--- Required task ---
Convert every line of the listing below into a Markdown table with two columns, "Row" for the sequential row number and "Line" for the line text. Omit blank lines and leave the pictures out.

--- Recorded information ---
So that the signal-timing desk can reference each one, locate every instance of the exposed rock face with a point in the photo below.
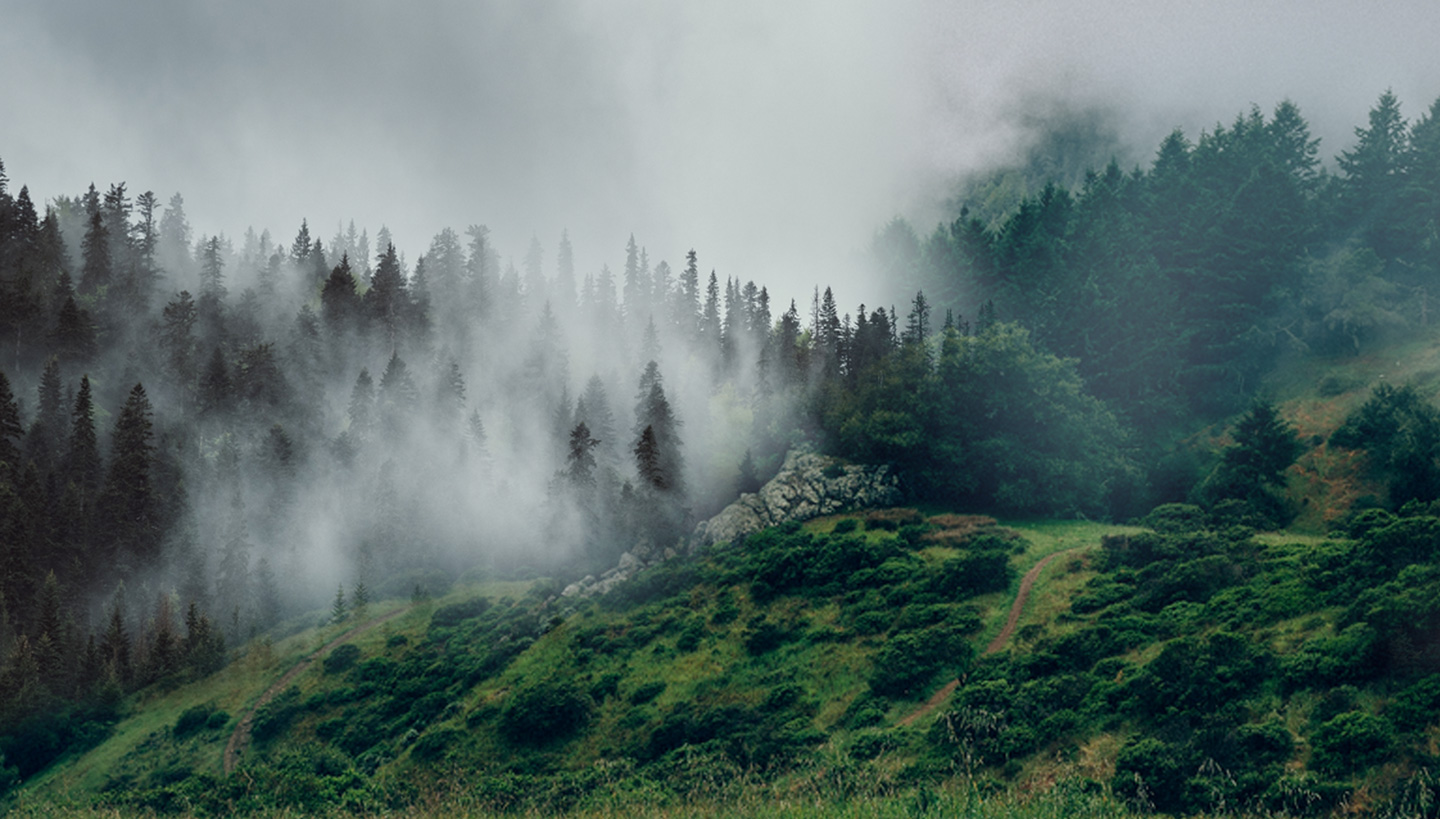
(808, 485)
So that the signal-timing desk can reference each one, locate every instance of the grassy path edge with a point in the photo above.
(995, 645)
(241, 737)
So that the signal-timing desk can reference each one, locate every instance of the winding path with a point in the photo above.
(241, 737)
(995, 645)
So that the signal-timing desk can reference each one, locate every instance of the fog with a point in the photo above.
(772, 137)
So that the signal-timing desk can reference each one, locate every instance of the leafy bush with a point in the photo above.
(543, 713)
(342, 659)
(647, 693)
(457, 613)
(1351, 741)
(193, 720)
(1152, 773)
(275, 716)
(1175, 518)
(434, 744)
(765, 636)
(910, 659)
(1347, 657)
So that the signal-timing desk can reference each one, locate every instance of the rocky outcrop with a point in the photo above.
(808, 485)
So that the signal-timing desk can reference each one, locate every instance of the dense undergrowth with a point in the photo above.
(1194, 667)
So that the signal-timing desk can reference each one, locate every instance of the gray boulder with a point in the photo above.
(808, 485)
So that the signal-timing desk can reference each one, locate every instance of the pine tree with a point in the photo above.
(581, 458)
(362, 406)
(177, 337)
(128, 505)
(95, 251)
(216, 390)
(115, 648)
(339, 611)
(10, 429)
(1374, 177)
(360, 599)
(82, 462)
(339, 302)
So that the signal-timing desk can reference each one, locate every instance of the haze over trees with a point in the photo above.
(235, 429)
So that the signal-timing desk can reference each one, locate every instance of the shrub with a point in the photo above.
(1175, 518)
(892, 520)
(691, 635)
(545, 713)
(342, 659)
(910, 659)
(1152, 772)
(455, 613)
(275, 716)
(1351, 741)
(765, 636)
(647, 693)
(434, 744)
(193, 720)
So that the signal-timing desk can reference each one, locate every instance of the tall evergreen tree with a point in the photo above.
(128, 505)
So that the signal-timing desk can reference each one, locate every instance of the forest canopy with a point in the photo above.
(202, 435)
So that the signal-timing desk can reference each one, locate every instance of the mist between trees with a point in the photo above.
(231, 429)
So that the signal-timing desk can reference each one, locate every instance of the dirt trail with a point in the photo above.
(995, 645)
(241, 737)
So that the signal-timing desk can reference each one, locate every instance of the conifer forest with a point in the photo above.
(212, 442)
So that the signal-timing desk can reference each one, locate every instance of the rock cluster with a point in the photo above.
(808, 485)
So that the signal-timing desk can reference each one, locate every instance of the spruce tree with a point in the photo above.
(339, 611)
(128, 505)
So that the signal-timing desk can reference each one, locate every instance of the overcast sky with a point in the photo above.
(774, 137)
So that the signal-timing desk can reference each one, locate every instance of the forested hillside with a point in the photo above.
(203, 436)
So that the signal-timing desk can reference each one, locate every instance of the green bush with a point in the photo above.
(192, 720)
(910, 659)
(647, 693)
(545, 713)
(1152, 773)
(1351, 741)
(434, 744)
(455, 613)
(275, 716)
(342, 659)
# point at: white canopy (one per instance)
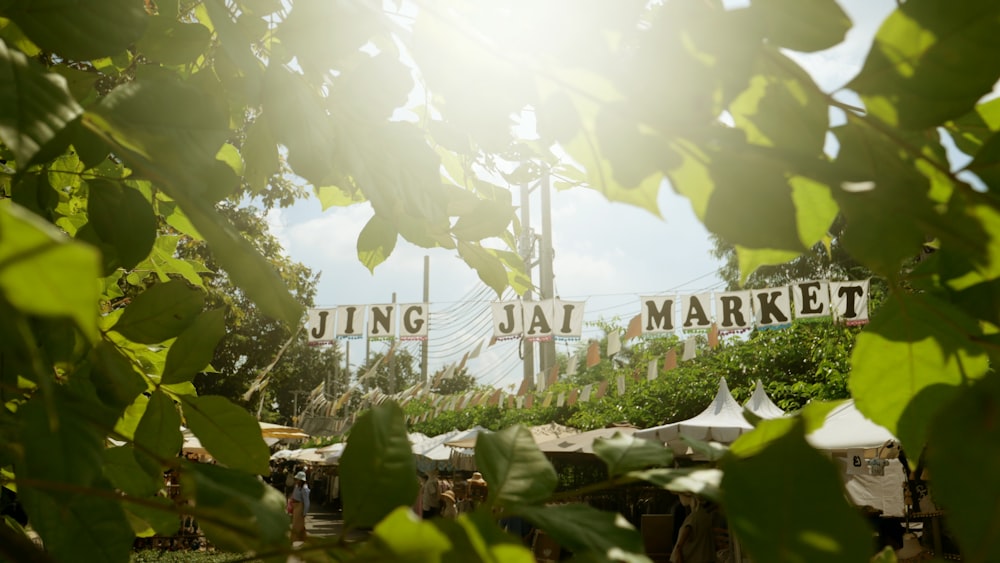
(846, 428)
(583, 442)
(762, 405)
(722, 422)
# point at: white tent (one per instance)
(722, 422)
(762, 405)
(582, 443)
(847, 434)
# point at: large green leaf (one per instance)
(793, 529)
(909, 361)
(623, 453)
(195, 347)
(161, 312)
(490, 269)
(516, 470)
(803, 26)
(228, 432)
(376, 241)
(926, 64)
(581, 528)
(297, 119)
(377, 470)
(964, 435)
(172, 42)
(122, 218)
(41, 269)
(79, 31)
(35, 105)
(126, 475)
(84, 527)
(158, 433)
(238, 511)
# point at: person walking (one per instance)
(300, 506)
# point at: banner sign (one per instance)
(548, 319)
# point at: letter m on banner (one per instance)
(657, 315)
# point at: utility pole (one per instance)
(295, 407)
(392, 358)
(527, 242)
(427, 297)
(547, 349)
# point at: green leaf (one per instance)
(803, 26)
(402, 536)
(489, 268)
(238, 512)
(161, 312)
(174, 129)
(159, 432)
(794, 530)
(126, 475)
(581, 528)
(376, 242)
(378, 473)
(35, 105)
(623, 453)
(516, 470)
(122, 218)
(704, 482)
(41, 269)
(170, 42)
(228, 432)
(963, 435)
(115, 379)
(80, 31)
(925, 66)
(84, 528)
(297, 119)
(909, 361)
(195, 347)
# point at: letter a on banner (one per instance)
(507, 320)
(321, 326)
(849, 301)
(413, 321)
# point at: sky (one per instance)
(606, 254)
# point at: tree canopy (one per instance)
(126, 124)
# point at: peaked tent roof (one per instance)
(762, 405)
(582, 443)
(722, 422)
(846, 428)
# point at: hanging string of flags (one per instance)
(730, 311)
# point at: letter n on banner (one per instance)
(849, 301)
(413, 321)
(321, 326)
(382, 321)
(350, 321)
(508, 323)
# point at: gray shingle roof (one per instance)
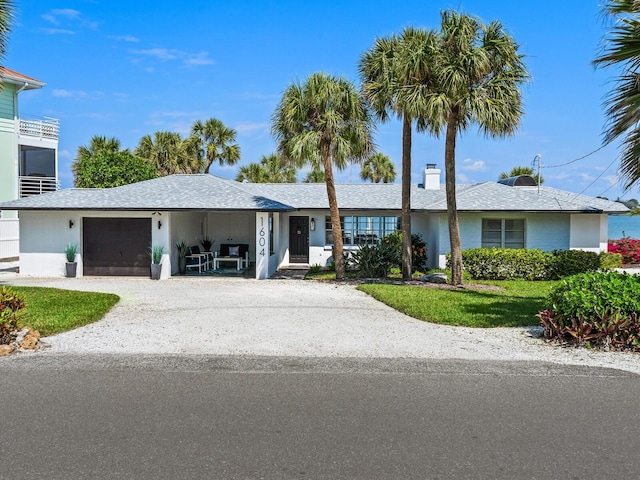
(207, 192)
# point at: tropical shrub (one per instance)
(11, 306)
(564, 263)
(609, 261)
(375, 261)
(418, 249)
(504, 263)
(629, 248)
(595, 309)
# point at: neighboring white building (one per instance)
(28, 155)
(286, 224)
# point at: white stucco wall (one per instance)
(44, 235)
(544, 231)
(589, 232)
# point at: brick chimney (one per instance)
(431, 177)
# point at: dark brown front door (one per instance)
(116, 246)
(299, 239)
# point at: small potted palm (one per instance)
(156, 261)
(71, 265)
(183, 251)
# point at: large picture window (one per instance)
(502, 233)
(362, 230)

--- Exercise output ---
| Row | Line |
|---|---|
| 1 | So that the signal-timing desk can reference each one, locate every instance of the exposed rock face with a point in the photo below. |
| 2 | (808, 485) |
| 3 | So that the signal-timing desk can reference each one, locate every instance of the grassy path edge with a point in the photo above. |
| 4 | (995, 645) |
| 5 | (241, 737) |
| 6 | So that the signal-timing desk can reference each one, locate every instance of the winding path with a point in the photo above. |
| 7 | (241, 737) |
| 8 | (995, 645) |
| 9 | So that the signal-timing desk can reference each one, locate every instance of the fog with a point in the photo above. |
| 10 | (772, 137) |
| 11 | So that the signal-timing desk can reference each one, locate every instance of the leafy bush with a point in the photo above. |
| 12 | (543, 713) |
| 13 | (342, 659) |
| 14 | (647, 693) |
| 15 | (457, 613) |
| 16 | (1351, 741) |
| 17 | (193, 720) |
| 18 | (1152, 773) |
| 19 | (275, 716) |
| 20 | (1175, 518) |
| 21 | (434, 744) |
| 22 | (765, 636) |
| 23 | (910, 659) |
| 24 | (1347, 657) |
| 25 | So that the signal-timing desk can reference each one, locate every instance of the rocky outcrop with a point in the photo above. |
| 26 | (808, 485) |
| 27 | So that the signal-timing desk can reference each one, locate every instance of the dense undergrowth with a point in the photo above. |
| 28 | (1194, 667) |
| 29 | So that the signal-timing desk can reference each one, locate every instance of the gray boulder with a point in the photo above. |
| 30 | (808, 485) |
| 31 | So that the signal-timing desk can reference each one, locate every instance of the pine tree with a point in the photo above. |
| 32 | (581, 458) |
| 33 | (362, 406) |
| 34 | (177, 337) |
| 35 | (128, 505) |
| 36 | (95, 251) |
| 37 | (216, 390) |
| 38 | (115, 648) |
| 39 | (339, 611) |
| 40 | (10, 429) |
| 41 | (1374, 177) |
| 42 | (360, 599) |
| 43 | (82, 462) |
| 44 | (339, 302) |
| 45 | So that the signal-timing desk can reference each one, locate every instance of the haze over trees with a point in the photo above. |
| 46 | (235, 429) |
| 47 | So that the signal-timing desk can reference each one, locate every instance of the shrub with a point in the photo above. |
| 48 | (1175, 518) |
| 49 | (892, 520) |
| 50 | (691, 635) |
| 51 | (545, 713) |
| 52 | (342, 659) |
| 53 | (910, 659) |
| 54 | (1152, 772) |
| 55 | (455, 613) |
| 56 | (275, 716) |
| 57 | (1351, 741) |
| 58 | (765, 636) |
| 59 | (647, 693) |
| 60 | (434, 744) |
| 61 | (193, 720) |
| 62 | So that the signal-timing desk can reference each one, locate every instance of the tall evergreen tree with a point in the photo above. |
| 63 | (128, 505) |
| 64 | So that the signal-timing desk can reference each one, locate every instance of the forest canopy with a point in the photo above. |
| 65 | (202, 435) |
| 66 | So that the signal-timing desk can reference each one, locate every instance of the mist between trees with a point in the photo above. |
| 67 | (231, 429) |
| 68 | So that the signal-timing desk can reference each one, locate every instance of the dirt trail with a point in the photo above. |
| 69 | (995, 645) |
| 70 | (241, 737) |
| 71 | So that the signal-timing desk can reference each one, locate every instance of the conifer forest with a point in the photo above. |
| 72 | (212, 442) |
| 73 | So that the signal-timing desk can reference each one, locate every instance of the rock cluster with a point in the photo above. |
| 74 | (808, 485) |
| 75 | So that the signal-timing desk can reference each one, locate every instance of the spruce tree with a point in the photo above. |
| 76 | (339, 611) |
| 77 | (128, 505) |
| 78 | So that the signal-timing desk can reference each one, locate every instance of the overcast sky with a point in the photo above. |
| 79 | (774, 137) |
| 80 | So that the signal-timing desk can reference each one, locate every instance of the forested hillside with a point in the photo above. |
| 81 | (203, 436) |
| 82 | So that the signal-timing desk can reference each one, locate every instance of the green bush with a point in the photo above. |
| 83 | (192, 720) |
| 84 | (910, 659) |
| 85 | (647, 693) |
| 86 | (545, 713) |
| 87 | (1152, 773) |
| 88 | (1351, 741) |
| 89 | (434, 744) |
| 90 | (455, 613) |
| 91 | (275, 716) |
| 92 | (342, 659) |
| 93 | # point at: white canopy (one per instance) |
| 94 | (846, 428) |
| 95 | (583, 442) |
| 96 | (762, 405) |
| 97 | (722, 422) |
| 98 | # point at: white tent (one per instance) |
| 99 | (722, 422) |
| 100 | (762, 405) |
| 101 | (582, 443) |
| 102 | (847, 434) |
| 103 | # point at: large green leaf (one per instance) |
| 104 | (793, 529) |
| 105 | (909, 361) |
| 106 | (623, 453) |
| 107 | (195, 347) |
| 108 | (161, 312) |
| 109 | (490, 269) |
| 110 | (516, 470) |
| 111 | (803, 26) |
| 112 | (228, 432) |
| 113 | (376, 241) |
| 114 | (926, 64) |
| 115 | (581, 528) |
| 116 | (297, 119) |
| 117 | (377, 470) |
| 118 | (964, 435) |
| 119 | (172, 42) |
| 120 | (122, 218) |
| 121 | (41, 269) |
| 122 | (79, 31) |
| 123 | (35, 105) |
| 124 | (126, 475) |
| 125 | (84, 527) |
| 126 | (158, 433) |
| 127 | (238, 511) |
| 128 | # point at: person walking (one per instance) |
| 129 | (300, 506) |
| 130 | # point at: banner sign (one per instance) |
| 131 | (548, 319) |
| 132 | # point at: letter m on banner (one per instance) |
| 133 | (657, 315) |
| 134 | # point at: utility pole (one per instance) |
| 135 | (295, 407) |
| 136 | (392, 358) |
| 137 | (527, 242) |
| 138 | (427, 297) |
| 139 | (547, 349) |
| 140 | # point at: green leaf (one per instance) |
| 141 | (803, 26) |
| 142 | (402, 536) |
| 143 | (489, 268) |
| 144 | (238, 512) |
| 145 | (161, 312) |
| 146 | (174, 129) |
| 147 | (159, 432) |
| 148 | (794, 530) |
| 149 | (126, 475) |
| 150 | (581, 528) |
| 151 | (376, 242) |
| 152 | (378, 473) |
| 153 | (35, 105) |
| 154 | (623, 453) |
| 155 | (516, 470) |
| 156 | (122, 218) |
| 157 | (704, 482) |
| 158 | (41, 269) |
| 159 | (170, 42) |
| 160 | (228, 432) |
| 161 | (963, 435) |
| 162 | (115, 379) |
| 163 | (80, 31) |
| 164 | (925, 66) |
| 165 | (84, 528) |
| 166 | (297, 119) |
| 167 | (909, 361) |
| 168 | (195, 347) |
| 169 | # point at: letter a on banner (one per instance) |
| 170 | (507, 320) |
| 171 | (321, 326) |
| 172 | (849, 301) |
| 173 | (413, 321) |
| 174 | # point at: sky (one per instance) |
| 175 | (606, 254) |
| 176 | # point at: tree canopy (one per instance) |
| 177 | (126, 124) |
| 178 | # point at: peaked tent roof (one per instance) |
| 179 | (762, 405) |
| 180 | (582, 443) |
| 181 | (722, 422) |
| 182 | (846, 428) |
| 183 | # point at: hanging string of flags (one per instance) |
| 184 | (730, 311) |
| 185 | # point at: letter n on banner (one per instance) |
| 186 | (849, 301) |
| 187 | (413, 321) |
| 188 | (321, 326) |
| 189 | (382, 321) |
| 190 | (350, 321) |
| 191 | (508, 323) |
| 192 | # point at: gray shingle roof (one per instance) |
| 193 | (207, 192) |
| 194 | # point at: tropical shrub (one per instance) |
| 195 | (11, 306) |
| 196 | (564, 263) |
| 197 | (609, 261) |
| 198 | (375, 261) |
| 199 | (418, 249) |
| 200 | (504, 263) |
| 201 | (629, 248) |
| 202 | (595, 309) |
| 203 | # point at: neighboring white building (one per instance) |
| 204 | (28, 155) |
| 205 | (286, 224) |
| 206 | # point at: white stucco wall (one per instance) |
| 207 | (44, 235) |
| 208 | (544, 231) |
| 209 | (589, 232) |
| 210 | # point at: brick chimney (one per instance) |
| 211 | (431, 177) |
| 212 | # point at: dark brown front door (one per instance) |
| 213 | (116, 246) |
| 214 | (299, 239) |
| 215 | # point at: small potted palm (one per instance) |
| 216 | (156, 261) |
| 217 | (71, 265) |
| 218 | (183, 251) |
| 219 | # point at: large picture window (one per instance) |
| 220 | (502, 233) |
| 221 | (362, 230) |